Work to do:
List every line of the records below that contains the string "accessibility", copying each one in full. Treat uppercase and lowercase as different when matching.

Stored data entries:
# # # #

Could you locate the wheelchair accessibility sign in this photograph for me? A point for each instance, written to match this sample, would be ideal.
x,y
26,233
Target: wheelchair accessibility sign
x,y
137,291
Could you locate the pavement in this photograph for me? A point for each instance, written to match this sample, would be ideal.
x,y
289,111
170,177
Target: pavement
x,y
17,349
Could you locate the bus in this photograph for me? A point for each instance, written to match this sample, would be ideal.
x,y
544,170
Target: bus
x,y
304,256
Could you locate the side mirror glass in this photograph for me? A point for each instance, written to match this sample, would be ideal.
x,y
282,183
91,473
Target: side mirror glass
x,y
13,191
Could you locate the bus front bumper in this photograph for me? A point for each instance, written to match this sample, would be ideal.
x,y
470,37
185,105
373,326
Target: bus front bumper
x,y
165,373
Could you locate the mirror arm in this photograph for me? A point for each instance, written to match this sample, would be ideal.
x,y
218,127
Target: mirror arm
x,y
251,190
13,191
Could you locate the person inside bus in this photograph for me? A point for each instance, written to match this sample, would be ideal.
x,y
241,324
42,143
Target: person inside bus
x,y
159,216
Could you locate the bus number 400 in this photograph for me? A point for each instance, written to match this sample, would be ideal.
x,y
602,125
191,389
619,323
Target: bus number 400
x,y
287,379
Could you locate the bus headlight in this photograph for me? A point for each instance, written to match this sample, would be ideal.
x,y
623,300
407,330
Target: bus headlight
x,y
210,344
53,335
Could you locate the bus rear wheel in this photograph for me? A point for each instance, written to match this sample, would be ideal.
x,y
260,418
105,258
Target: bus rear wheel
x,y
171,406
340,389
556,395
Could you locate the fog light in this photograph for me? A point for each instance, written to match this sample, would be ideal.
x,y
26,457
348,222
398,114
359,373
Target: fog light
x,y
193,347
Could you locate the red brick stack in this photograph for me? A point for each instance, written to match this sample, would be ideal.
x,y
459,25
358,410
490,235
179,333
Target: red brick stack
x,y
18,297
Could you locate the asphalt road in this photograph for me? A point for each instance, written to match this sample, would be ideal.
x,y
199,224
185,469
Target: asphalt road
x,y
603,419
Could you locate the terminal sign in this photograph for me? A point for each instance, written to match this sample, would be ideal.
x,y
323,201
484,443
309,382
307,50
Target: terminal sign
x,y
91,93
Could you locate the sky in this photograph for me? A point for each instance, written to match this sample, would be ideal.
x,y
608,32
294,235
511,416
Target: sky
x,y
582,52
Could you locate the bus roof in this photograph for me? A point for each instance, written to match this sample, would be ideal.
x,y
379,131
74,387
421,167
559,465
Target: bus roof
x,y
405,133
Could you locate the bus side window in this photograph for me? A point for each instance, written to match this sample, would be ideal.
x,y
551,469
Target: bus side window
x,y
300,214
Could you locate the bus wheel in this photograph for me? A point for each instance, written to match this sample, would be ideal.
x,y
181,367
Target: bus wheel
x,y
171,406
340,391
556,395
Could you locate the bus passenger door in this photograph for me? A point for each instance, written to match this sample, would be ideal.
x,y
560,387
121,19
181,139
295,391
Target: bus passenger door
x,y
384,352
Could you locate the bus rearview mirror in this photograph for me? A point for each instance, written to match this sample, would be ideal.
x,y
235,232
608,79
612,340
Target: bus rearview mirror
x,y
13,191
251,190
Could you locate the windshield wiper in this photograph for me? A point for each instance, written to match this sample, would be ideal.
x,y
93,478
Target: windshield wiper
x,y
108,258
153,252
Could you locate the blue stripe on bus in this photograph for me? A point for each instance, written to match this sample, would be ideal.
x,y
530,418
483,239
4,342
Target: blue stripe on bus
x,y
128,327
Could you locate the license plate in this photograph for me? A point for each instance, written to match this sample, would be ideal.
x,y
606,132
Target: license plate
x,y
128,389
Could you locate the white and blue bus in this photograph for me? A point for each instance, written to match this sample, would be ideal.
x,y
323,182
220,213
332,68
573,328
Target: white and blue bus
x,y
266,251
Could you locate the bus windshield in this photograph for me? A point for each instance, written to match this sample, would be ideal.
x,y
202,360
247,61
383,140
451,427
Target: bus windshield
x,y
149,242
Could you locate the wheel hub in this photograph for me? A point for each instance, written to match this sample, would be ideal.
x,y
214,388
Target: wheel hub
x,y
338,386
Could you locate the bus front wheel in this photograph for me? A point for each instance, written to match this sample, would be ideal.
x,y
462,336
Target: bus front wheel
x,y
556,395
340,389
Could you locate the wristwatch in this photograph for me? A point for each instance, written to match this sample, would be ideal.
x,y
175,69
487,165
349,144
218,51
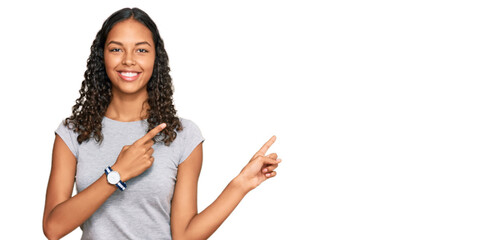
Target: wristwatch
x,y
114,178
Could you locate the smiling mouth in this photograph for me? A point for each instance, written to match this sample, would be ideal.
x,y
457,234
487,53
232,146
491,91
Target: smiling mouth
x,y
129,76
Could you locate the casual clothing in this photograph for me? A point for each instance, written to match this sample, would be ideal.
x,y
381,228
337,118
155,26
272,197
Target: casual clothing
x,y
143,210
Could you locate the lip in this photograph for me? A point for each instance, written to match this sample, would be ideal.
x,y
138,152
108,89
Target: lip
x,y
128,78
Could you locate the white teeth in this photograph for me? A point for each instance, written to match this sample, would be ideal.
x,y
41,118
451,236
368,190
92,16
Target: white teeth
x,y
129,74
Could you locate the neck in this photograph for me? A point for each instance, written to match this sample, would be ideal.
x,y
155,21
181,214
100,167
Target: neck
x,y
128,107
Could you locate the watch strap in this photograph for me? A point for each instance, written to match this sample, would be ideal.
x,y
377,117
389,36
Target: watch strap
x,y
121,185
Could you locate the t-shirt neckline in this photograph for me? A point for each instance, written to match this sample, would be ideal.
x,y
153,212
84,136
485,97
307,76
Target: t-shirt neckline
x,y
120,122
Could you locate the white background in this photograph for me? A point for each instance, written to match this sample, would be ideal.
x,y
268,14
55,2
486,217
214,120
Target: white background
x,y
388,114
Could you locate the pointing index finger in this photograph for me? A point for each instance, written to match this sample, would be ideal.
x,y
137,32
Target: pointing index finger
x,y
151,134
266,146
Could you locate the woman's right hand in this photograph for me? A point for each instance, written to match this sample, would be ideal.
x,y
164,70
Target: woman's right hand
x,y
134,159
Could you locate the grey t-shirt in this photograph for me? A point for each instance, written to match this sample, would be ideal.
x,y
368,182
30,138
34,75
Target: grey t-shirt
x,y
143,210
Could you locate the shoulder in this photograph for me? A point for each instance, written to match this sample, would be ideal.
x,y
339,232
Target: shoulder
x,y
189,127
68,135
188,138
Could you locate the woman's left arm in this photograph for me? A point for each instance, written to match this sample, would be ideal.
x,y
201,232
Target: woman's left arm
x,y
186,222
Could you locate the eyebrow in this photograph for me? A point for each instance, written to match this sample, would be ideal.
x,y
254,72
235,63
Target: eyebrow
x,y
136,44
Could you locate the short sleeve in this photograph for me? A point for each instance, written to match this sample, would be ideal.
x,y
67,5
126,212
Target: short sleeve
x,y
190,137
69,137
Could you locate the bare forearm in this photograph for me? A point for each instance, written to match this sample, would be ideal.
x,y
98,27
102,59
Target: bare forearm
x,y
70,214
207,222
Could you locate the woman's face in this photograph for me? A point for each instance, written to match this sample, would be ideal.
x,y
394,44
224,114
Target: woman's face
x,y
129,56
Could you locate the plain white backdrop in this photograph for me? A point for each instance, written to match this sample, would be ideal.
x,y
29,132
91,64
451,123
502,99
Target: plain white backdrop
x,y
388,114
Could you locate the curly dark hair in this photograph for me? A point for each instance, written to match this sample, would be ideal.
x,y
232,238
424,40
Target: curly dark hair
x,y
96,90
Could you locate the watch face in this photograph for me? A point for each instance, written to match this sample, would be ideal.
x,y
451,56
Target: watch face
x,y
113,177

# # # #

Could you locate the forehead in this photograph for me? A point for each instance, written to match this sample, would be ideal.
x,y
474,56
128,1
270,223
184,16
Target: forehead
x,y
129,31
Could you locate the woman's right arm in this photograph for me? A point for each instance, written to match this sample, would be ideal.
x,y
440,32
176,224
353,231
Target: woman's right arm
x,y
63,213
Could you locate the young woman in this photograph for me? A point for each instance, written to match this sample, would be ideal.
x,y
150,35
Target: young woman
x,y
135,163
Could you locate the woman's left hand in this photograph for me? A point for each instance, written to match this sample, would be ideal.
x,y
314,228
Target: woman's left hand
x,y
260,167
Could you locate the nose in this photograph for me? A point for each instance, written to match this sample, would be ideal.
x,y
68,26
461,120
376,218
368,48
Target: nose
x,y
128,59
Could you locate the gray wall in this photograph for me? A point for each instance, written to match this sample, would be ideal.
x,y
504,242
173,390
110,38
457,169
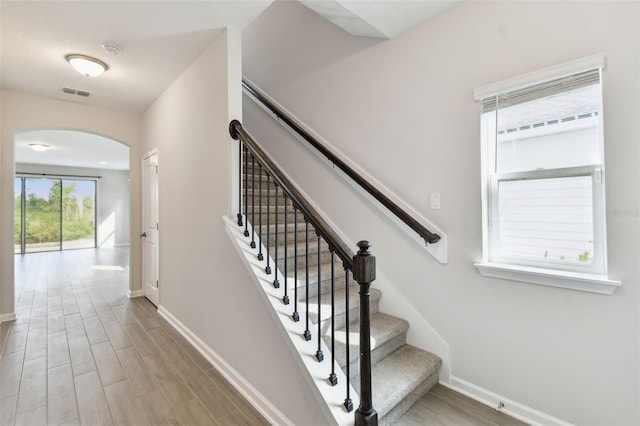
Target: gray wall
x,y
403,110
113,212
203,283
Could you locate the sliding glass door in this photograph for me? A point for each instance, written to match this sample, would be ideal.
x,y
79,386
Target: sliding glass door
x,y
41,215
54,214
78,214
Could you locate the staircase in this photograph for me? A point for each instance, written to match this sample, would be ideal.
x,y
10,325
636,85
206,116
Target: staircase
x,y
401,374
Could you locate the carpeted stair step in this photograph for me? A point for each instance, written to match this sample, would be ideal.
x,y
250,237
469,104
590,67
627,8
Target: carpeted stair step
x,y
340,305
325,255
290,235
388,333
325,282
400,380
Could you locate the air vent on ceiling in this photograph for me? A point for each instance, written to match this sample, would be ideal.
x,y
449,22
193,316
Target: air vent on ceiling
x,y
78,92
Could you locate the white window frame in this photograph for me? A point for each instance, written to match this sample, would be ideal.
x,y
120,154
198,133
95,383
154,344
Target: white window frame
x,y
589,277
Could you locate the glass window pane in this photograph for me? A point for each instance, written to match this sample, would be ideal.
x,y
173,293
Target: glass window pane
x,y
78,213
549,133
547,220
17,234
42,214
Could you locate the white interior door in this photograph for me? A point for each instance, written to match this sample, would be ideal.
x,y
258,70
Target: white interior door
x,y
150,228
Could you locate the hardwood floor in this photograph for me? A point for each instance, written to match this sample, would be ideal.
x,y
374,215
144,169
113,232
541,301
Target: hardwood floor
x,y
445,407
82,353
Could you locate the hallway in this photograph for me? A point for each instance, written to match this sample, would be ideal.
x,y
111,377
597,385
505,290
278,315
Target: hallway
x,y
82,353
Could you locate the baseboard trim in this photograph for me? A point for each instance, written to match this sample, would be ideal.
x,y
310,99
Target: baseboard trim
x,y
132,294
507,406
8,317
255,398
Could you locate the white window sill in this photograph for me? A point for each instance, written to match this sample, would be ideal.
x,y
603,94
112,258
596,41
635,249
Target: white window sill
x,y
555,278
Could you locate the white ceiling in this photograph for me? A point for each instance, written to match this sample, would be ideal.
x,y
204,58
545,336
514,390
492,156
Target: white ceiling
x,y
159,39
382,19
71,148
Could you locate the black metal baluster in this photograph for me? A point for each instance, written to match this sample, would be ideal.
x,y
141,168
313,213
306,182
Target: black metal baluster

# # # #

Expected answer:
Could you locate the wheelchair accessibility sign in this photograph for me? A point for each instance, written to match this sample, would be ideal.
Target: wheelchair accessibility sign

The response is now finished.